Exercise aim. Everything from the line that contains "Class: soccer ball" to the end of the data below is to be reproduced verbatim; leave all else out.
BEGIN Listed records
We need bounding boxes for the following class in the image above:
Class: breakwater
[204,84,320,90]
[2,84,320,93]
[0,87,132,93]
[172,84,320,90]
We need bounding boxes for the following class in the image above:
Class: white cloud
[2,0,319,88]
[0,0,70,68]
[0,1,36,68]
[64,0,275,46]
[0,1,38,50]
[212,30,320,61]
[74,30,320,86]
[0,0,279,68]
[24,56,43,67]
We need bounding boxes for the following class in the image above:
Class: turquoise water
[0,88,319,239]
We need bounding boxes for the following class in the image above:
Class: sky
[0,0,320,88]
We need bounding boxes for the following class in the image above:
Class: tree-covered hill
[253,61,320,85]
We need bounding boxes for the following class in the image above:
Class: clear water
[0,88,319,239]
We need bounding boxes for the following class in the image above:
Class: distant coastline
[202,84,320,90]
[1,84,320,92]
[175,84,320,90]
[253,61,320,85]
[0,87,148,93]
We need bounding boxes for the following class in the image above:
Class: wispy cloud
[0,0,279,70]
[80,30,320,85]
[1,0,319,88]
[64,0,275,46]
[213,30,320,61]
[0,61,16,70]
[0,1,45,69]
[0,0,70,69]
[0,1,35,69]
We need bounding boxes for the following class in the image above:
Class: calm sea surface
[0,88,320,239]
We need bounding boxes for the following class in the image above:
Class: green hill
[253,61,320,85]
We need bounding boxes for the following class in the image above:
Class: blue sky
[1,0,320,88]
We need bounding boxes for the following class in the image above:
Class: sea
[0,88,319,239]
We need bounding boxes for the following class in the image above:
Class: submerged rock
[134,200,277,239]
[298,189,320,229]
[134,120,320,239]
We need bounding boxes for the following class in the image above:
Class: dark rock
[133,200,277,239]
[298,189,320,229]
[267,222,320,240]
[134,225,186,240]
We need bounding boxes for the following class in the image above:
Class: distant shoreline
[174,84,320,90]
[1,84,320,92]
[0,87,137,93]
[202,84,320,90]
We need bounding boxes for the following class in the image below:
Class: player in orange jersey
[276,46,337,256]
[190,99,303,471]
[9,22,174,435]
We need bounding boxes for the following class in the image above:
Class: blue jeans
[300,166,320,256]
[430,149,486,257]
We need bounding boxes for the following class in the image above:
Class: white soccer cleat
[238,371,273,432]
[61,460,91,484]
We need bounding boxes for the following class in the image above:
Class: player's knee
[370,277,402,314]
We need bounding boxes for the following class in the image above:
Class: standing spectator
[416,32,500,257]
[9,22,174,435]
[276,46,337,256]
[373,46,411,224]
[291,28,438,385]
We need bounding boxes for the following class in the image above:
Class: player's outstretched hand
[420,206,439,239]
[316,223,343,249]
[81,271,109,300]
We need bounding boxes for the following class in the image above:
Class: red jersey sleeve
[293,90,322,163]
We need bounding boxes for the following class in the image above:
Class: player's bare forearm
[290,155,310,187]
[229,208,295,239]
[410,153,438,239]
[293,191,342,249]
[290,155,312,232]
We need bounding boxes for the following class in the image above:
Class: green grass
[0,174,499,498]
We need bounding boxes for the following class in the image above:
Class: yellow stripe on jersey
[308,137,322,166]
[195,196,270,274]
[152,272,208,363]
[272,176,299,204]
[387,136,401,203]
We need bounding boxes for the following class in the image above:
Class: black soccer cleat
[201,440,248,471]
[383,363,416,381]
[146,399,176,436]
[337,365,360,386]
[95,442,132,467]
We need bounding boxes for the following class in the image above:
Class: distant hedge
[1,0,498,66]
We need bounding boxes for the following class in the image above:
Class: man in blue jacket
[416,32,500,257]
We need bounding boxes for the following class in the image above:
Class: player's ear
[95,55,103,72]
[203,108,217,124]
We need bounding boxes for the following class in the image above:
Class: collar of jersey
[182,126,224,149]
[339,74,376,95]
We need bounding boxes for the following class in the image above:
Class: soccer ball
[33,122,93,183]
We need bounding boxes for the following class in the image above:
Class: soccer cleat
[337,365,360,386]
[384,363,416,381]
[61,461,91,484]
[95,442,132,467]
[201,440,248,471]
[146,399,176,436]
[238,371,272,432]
END Listed records
Answer section.
Class: soccer ball
[33,122,93,183]
We need bounding boxes for the following class in the image above:
Class: soccer cleat
[337,365,360,386]
[384,363,416,381]
[61,461,91,484]
[95,442,132,467]
[201,440,248,471]
[146,399,176,436]
[238,371,272,432]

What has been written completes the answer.